Exercise instructions:
From the line that has "Look at the photo above. For each instance of the bull" down to the final line of the listing below, transcribe every line exactly, and only those.

[Collected data entries]

──────────

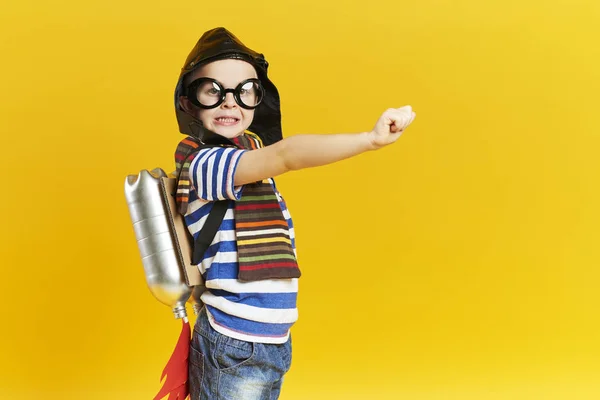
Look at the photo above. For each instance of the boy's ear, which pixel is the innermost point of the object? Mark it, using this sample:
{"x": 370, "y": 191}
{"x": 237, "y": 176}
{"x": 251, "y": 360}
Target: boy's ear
{"x": 186, "y": 104}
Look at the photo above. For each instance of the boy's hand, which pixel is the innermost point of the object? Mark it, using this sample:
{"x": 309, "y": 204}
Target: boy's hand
{"x": 390, "y": 126}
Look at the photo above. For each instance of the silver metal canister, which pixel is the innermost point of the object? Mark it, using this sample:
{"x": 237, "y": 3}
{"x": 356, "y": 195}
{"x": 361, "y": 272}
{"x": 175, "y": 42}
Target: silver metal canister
{"x": 157, "y": 242}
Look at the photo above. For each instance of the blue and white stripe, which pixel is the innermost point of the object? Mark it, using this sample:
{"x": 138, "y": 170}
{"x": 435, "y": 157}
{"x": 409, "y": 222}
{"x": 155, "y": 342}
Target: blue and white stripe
{"x": 260, "y": 311}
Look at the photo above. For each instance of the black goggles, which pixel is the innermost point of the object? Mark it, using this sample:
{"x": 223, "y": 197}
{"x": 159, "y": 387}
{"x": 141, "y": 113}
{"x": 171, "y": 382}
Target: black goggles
{"x": 210, "y": 93}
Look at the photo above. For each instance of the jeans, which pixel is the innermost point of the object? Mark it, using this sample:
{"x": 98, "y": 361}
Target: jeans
{"x": 224, "y": 368}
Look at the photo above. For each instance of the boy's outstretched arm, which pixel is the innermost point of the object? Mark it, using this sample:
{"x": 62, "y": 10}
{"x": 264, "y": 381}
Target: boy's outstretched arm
{"x": 305, "y": 151}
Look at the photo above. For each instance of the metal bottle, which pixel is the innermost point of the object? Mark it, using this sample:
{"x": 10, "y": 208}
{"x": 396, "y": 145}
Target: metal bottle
{"x": 154, "y": 231}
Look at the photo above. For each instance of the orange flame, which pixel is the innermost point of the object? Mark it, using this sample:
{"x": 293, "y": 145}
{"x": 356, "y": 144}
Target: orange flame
{"x": 176, "y": 369}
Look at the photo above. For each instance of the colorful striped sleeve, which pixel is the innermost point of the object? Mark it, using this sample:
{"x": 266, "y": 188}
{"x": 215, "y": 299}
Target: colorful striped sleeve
{"x": 212, "y": 171}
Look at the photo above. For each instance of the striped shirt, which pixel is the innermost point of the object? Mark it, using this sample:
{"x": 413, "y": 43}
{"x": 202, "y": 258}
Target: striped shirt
{"x": 260, "y": 311}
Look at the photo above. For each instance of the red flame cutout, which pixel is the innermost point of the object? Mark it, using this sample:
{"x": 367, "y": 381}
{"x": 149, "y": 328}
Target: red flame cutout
{"x": 176, "y": 369}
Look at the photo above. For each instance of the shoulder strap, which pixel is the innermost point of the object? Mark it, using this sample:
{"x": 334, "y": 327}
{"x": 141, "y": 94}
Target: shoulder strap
{"x": 213, "y": 221}
{"x": 209, "y": 230}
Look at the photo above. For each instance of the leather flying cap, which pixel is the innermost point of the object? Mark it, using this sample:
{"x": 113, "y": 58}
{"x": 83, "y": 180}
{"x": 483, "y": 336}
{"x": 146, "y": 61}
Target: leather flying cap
{"x": 218, "y": 44}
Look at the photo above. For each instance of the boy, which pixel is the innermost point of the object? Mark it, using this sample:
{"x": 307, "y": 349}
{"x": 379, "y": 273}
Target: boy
{"x": 241, "y": 346}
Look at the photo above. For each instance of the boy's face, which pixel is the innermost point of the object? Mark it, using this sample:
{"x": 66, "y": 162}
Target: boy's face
{"x": 228, "y": 119}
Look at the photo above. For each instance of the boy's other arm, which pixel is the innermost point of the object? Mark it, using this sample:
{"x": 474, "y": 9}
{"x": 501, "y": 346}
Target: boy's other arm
{"x": 305, "y": 151}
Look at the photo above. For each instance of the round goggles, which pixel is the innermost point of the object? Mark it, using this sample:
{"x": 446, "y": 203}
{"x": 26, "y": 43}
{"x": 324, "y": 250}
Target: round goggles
{"x": 209, "y": 93}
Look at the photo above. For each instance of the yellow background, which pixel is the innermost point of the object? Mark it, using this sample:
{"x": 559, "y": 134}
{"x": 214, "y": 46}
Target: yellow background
{"x": 460, "y": 263}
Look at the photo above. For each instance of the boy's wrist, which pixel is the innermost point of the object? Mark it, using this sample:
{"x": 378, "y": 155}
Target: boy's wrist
{"x": 369, "y": 139}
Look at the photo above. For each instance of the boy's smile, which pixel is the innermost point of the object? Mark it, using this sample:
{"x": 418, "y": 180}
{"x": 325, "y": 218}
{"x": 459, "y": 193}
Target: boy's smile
{"x": 227, "y": 119}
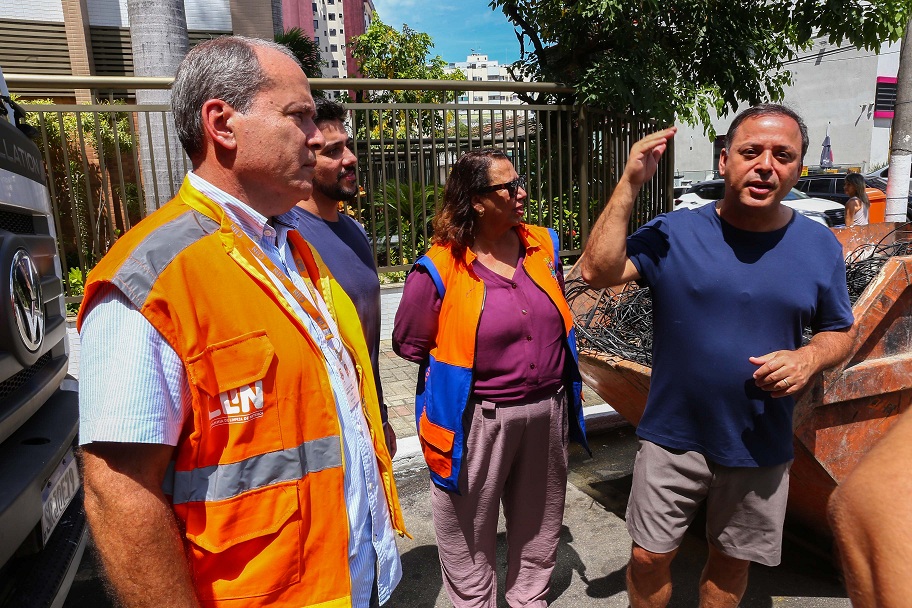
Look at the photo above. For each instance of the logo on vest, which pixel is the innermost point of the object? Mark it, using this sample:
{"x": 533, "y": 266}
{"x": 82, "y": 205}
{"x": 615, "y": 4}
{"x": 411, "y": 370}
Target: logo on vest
{"x": 239, "y": 405}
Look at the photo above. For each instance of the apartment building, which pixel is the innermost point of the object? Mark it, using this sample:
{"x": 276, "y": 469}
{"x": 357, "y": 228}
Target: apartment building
{"x": 478, "y": 67}
{"x": 331, "y": 23}
{"x": 92, "y": 37}
{"x": 843, "y": 92}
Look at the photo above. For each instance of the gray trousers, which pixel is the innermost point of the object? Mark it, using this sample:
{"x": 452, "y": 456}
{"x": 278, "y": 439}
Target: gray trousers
{"x": 517, "y": 455}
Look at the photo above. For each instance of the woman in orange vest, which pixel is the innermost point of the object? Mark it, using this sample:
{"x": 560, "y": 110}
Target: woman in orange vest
{"x": 484, "y": 314}
{"x": 857, "y": 207}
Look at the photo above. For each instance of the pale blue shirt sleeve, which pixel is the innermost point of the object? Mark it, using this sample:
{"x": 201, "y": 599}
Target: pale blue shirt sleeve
{"x": 132, "y": 385}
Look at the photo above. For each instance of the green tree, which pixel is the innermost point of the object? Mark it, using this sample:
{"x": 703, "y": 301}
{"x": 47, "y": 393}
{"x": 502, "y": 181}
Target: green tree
{"x": 690, "y": 58}
{"x": 306, "y": 50}
{"x": 386, "y": 53}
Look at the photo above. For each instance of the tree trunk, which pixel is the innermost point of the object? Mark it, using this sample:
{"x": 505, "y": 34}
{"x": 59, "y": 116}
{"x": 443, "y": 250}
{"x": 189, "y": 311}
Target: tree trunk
{"x": 158, "y": 33}
{"x": 901, "y": 146}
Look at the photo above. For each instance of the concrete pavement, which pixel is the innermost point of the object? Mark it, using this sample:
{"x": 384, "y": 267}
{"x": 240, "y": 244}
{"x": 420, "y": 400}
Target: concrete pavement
{"x": 591, "y": 556}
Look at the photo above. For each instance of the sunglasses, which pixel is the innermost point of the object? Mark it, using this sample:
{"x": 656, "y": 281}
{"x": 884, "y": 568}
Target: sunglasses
{"x": 512, "y": 187}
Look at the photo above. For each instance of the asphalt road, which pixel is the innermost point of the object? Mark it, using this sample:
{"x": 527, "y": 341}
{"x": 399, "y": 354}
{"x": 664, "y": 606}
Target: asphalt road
{"x": 592, "y": 554}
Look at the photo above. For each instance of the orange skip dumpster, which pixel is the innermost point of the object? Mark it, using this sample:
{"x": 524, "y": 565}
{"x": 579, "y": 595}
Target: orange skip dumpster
{"x": 842, "y": 413}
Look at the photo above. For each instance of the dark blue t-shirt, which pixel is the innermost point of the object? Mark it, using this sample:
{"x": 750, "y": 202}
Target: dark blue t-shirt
{"x": 721, "y": 295}
{"x": 344, "y": 247}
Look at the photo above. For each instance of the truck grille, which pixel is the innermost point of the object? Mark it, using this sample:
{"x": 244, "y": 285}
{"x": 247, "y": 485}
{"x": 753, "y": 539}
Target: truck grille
{"x": 17, "y": 223}
{"x": 17, "y": 381}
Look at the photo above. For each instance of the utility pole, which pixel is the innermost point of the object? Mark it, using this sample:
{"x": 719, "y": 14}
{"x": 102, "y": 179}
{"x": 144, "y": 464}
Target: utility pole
{"x": 901, "y": 146}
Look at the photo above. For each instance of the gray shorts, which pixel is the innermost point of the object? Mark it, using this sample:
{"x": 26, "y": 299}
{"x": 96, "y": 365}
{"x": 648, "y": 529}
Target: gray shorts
{"x": 745, "y": 505}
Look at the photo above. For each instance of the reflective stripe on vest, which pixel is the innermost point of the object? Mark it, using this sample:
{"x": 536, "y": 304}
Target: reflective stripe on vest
{"x": 226, "y": 481}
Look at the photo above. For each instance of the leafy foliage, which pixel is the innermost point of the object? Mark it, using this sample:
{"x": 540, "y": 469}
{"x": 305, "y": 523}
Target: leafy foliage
{"x": 94, "y": 206}
{"x": 305, "y": 49}
{"x": 690, "y": 58}
{"x": 385, "y": 53}
{"x": 400, "y": 216}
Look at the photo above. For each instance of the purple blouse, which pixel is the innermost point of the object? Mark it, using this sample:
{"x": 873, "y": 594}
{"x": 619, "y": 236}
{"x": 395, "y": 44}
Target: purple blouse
{"x": 520, "y": 351}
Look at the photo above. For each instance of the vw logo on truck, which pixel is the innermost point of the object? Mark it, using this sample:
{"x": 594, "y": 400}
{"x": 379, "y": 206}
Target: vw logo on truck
{"x": 25, "y": 293}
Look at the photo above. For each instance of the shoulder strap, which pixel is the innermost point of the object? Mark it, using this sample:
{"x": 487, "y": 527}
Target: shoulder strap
{"x": 428, "y": 264}
{"x": 556, "y": 242}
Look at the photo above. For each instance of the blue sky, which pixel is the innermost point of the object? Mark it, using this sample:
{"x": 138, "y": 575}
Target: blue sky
{"x": 455, "y": 26}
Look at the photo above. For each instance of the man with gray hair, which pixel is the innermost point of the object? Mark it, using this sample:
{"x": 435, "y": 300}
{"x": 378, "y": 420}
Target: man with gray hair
{"x": 220, "y": 391}
{"x": 339, "y": 238}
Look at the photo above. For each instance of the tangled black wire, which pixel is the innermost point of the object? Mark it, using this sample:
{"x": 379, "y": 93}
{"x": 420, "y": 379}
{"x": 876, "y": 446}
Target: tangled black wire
{"x": 620, "y": 323}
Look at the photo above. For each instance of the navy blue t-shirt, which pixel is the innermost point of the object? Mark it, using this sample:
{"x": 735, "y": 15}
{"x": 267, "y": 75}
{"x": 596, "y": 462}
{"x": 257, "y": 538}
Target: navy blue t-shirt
{"x": 721, "y": 295}
{"x": 344, "y": 247}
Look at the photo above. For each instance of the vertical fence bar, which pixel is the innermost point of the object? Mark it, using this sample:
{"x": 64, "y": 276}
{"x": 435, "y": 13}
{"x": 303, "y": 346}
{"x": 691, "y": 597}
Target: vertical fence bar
{"x": 172, "y": 191}
{"x": 64, "y": 264}
{"x": 381, "y": 127}
{"x": 583, "y": 157}
{"x": 124, "y": 205}
{"x": 413, "y": 244}
{"x": 74, "y": 203}
{"x": 106, "y": 194}
{"x": 90, "y": 200}
{"x": 422, "y": 182}
{"x": 152, "y": 173}
{"x": 137, "y": 170}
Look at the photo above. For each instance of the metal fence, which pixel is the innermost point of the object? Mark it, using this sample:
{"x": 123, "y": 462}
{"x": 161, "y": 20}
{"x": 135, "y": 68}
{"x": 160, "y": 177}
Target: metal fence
{"x": 571, "y": 157}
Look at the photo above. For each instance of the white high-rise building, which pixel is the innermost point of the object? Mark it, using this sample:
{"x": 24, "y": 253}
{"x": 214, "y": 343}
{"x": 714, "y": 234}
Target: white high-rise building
{"x": 479, "y": 68}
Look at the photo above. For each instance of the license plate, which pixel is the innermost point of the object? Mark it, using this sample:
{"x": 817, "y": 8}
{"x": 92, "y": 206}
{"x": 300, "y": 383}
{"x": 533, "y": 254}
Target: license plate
{"x": 58, "y": 493}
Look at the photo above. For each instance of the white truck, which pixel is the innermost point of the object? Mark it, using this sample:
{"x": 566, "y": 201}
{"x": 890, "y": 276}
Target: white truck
{"x": 42, "y": 525}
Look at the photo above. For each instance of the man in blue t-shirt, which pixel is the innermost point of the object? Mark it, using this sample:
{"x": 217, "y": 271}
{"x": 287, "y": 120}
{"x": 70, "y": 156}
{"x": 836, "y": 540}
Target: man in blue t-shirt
{"x": 733, "y": 284}
{"x": 339, "y": 239}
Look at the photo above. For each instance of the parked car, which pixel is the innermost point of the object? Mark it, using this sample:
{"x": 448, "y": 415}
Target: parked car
{"x": 42, "y": 525}
{"x": 820, "y": 210}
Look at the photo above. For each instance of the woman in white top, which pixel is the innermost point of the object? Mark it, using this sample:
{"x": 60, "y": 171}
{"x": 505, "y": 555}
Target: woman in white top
{"x": 857, "y": 206}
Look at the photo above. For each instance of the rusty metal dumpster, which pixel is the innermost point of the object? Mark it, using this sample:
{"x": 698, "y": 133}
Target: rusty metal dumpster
{"x": 842, "y": 413}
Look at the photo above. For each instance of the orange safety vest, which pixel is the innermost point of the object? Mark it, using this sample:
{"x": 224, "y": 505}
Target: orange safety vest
{"x": 258, "y": 470}
{"x": 445, "y": 379}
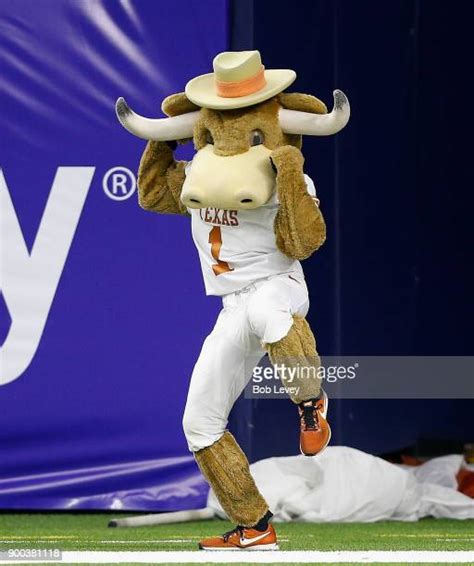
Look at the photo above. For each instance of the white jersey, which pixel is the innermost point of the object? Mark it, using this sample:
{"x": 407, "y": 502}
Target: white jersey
{"x": 238, "y": 247}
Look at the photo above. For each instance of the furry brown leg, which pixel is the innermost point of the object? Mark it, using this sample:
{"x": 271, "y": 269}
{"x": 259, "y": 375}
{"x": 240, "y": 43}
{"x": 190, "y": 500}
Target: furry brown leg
{"x": 226, "y": 469}
{"x": 297, "y": 350}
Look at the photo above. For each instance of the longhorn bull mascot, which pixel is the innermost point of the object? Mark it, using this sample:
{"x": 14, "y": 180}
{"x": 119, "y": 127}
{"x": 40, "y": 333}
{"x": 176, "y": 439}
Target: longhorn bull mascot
{"x": 254, "y": 215}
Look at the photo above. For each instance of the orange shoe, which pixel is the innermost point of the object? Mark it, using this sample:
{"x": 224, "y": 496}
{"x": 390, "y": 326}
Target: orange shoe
{"x": 242, "y": 538}
{"x": 315, "y": 431}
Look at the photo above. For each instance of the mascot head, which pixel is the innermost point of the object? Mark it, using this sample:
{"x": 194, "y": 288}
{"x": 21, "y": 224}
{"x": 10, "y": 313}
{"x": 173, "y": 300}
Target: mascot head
{"x": 237, "y": 116}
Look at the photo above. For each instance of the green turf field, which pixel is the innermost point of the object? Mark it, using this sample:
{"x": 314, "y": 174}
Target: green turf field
{"x": 90, "y": 532}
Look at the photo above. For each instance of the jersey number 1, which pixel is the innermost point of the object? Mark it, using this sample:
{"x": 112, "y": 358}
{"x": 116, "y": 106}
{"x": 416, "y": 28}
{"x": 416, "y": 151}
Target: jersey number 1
{"x": 215, "y": 239}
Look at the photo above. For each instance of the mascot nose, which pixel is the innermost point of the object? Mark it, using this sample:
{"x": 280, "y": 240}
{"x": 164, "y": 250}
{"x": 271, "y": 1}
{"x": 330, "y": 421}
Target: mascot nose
{"x": 244, "y": 197}
{"x": 192, "y": 198}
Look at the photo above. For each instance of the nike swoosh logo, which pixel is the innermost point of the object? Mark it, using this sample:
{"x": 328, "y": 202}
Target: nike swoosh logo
{"x": 249, "y": 541}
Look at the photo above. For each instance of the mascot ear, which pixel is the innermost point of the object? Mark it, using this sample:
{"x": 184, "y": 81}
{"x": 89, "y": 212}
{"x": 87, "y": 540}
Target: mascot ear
{"x": 177, "y": 104}
{"x": 302, "y": 102}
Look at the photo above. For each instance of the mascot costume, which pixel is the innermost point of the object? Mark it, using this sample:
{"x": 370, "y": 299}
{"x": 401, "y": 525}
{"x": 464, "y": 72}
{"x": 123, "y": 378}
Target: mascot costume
{"x": 254, "y": 215}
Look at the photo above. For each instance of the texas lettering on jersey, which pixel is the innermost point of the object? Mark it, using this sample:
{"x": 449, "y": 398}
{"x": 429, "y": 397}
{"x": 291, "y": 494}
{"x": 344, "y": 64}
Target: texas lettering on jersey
{"x": 219, "y": 217}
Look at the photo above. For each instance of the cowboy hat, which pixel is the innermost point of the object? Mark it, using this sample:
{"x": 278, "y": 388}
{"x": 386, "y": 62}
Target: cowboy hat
{"x": 239, "y": 80}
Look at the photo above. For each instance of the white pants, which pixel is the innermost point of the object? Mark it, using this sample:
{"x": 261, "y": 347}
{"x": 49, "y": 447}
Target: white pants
{"x": 260, "y": 313}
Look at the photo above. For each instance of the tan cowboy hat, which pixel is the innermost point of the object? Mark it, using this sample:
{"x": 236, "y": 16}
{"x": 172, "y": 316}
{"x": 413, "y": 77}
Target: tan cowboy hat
{"x": 239, "y": 80}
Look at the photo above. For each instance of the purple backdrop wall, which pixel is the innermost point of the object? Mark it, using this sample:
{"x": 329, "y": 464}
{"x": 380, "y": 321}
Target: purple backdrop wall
{"x": 95, "y": 419}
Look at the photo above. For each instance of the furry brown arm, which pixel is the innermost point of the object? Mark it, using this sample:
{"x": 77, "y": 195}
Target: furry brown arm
{"x": 160, "y": 180}
{"x": 299, "y": 225}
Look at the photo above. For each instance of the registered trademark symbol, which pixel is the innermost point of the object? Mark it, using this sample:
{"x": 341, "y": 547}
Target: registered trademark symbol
{"x": 119, "y": 183}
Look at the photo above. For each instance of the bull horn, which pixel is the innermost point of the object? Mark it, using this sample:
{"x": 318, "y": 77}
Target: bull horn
{"x": 161, "y": 129}
{"x": 305, "y": 123}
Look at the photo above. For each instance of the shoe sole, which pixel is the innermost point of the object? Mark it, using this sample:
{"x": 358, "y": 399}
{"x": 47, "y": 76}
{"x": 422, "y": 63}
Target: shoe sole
{"x": 273, "y": 546}
{"x": 323, "y": 414}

──────────

Written response:
Look at the photo above. For each instance of the bull horn, which pixel is the innermost point of the object? Mark it, using this sample:
{"x": 318, "y": 77}
Target: bull horn
{"x": 161, "y": 129}
{"x": 305, "y": 123}
Look at the photo above. For each instance of the shoe sole, which pixel is the innermost point of the object? Mark it, using this sample:
{"x": 358, "y": 399}
{"x": 47, "y": 76}
{"x": 422, "y": 63}
Target: shoe sole
{"x": 273, "y": 546}
{"x": 323, "y": 414}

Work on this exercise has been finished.